# [STATED PROBLEM]
Write what comes next in the news passage on Glasgow University's fossil fuel divestment, starting after its final sentence.

# [PASSAGE]
━━━━━━━━

GLASGOW University has become the first in Europe to stop investing in fossil fuels, following a student-led campaign. 
The Scottish institution voted yesterday to start selling off the shares it holds in companies that produce fossil fuels, divesting £18million from the industry over the next decade.

Students campaign at Glasgow University.  Pic courtesy of People and Planet

It has joined a fast-growing climate change movement that has seen similar pledges made by more than 800 investors worldwide including 13 US universities, Australia’s biggest public sector pension fund and the heirs to the Rockefeller oil fortune.
Glasgow University spokesman David Newall said: “The university recognises the devastating impact that climate change may have on our planet, and the need for the world to reduce its dependence on fossil fuels. Over the coming years we will steadily reduce our investment in the fossil fuel extraction industry, while also taking steps to reduce our carbon consumption."
Glasgow is the fourth biggest city in the UK and and was one of the world's leading centres of engineering during the Industrial Revolution. 
Its research-intensive university is ranked 55th in the world in the QS World University Rankings.
More than 1,300 students joined the university's Climate Action Society in a year-long campaign for fossil fuel divestment.
Yesterday's commitment is subject to reassurance that the financial impact for the university is acceptable, the detail of which will be monitored by the university’s governing body, the University Court.
Decisions are also imminent from other universities in the UK, including Oxford, Edinburgh and the School of Oriental and African Studies in London. 
In the US and Australia, several student campaigns are ongoing including at the University of Wisconsin-Madison.

The ongoing campaign at University of Wisconsin-Madison. Photo Light Brigading

Student network People and Planet has launched over 50 fossil-free campaigns across the UK involving over 15,000 students in the past year.

━━━━━━━━

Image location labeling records
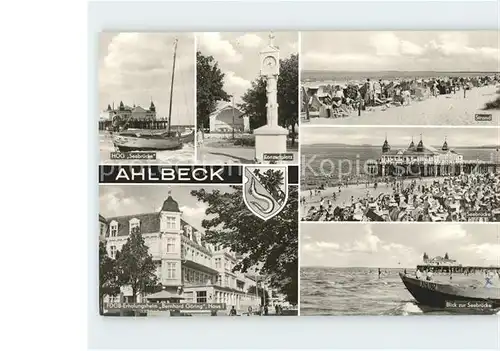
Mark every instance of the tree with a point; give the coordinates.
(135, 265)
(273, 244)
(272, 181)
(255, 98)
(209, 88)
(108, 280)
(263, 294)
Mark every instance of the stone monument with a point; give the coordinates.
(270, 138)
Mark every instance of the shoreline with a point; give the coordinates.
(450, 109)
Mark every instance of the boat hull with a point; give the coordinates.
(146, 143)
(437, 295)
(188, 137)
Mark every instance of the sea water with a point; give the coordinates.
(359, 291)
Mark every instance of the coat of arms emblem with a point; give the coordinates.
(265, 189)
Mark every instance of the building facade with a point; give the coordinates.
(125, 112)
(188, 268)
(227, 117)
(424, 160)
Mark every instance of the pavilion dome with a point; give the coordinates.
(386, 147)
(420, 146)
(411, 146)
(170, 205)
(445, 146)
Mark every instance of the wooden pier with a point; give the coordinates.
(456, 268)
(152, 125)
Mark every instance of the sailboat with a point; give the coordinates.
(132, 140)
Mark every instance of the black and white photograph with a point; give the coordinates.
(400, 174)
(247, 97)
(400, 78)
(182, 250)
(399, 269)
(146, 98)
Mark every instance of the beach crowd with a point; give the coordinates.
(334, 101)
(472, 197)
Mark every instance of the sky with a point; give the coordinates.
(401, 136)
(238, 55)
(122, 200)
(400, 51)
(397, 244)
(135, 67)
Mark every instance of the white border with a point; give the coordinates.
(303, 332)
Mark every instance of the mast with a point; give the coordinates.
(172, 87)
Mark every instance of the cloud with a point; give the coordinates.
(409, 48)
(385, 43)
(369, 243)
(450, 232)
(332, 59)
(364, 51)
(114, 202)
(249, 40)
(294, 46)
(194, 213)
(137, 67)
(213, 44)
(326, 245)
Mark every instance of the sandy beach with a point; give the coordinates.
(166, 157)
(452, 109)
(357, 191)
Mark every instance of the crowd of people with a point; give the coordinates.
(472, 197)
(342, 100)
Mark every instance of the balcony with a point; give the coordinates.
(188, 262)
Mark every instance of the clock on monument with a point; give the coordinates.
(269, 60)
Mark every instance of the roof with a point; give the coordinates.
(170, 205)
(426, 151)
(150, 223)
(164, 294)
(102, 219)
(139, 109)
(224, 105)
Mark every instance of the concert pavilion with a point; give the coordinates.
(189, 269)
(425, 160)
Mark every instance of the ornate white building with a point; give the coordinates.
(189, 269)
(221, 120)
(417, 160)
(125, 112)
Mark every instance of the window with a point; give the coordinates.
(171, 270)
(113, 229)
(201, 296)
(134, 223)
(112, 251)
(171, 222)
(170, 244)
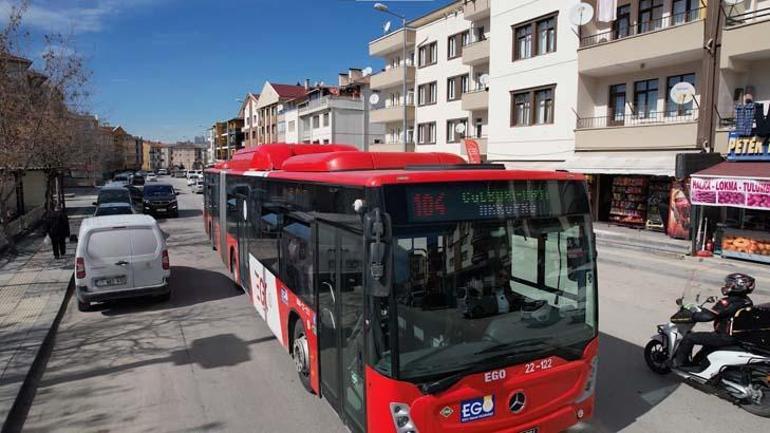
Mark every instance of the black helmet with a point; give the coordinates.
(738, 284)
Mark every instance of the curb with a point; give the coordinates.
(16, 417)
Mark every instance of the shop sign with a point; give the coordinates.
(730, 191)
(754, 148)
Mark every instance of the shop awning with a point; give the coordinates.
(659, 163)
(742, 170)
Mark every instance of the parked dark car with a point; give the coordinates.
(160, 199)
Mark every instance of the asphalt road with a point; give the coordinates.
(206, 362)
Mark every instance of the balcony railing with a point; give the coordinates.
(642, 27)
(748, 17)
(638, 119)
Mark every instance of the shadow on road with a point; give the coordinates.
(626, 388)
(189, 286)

━━━━━━━━

# [WRITTEN ANSWER]
Spokesman Andrew Taylor said: “Divestment now has a firm foothold in the UK. Glasgow has helped make the moral case crystal clear and we expect more universities to very soon put their money where their research is.”
However, Scott Wisor, a deputy director of the Centre for the Study of Global Ethics at the UK's University of Birmingham, believes fossil fuel divestment will fail and may distract activists from more effective strategies of combating climate change.
Writing in the academic journal Ethics & International Affairs, he said the shares being sold by investors on moral grounds would simply be snapped up at a discount by less scrupulous investors, or that energy corporations would go private, avoiding the influence of shareholders altogether. 
And he questioned the logic of morally disassociating oneself from fossil fuel investment while continuing to benefit from it. 
Taking Stanford University as an example, he wrote: "Why is it morally wrong for Stanford and its students to own shares in energy companies but it is morally permissible to use their products? Have Stanford students been banned from driving cars or heating their dorms or flying home for the holidays? It is difficult to see what is morally special about the benefit accrued from shareholder investment."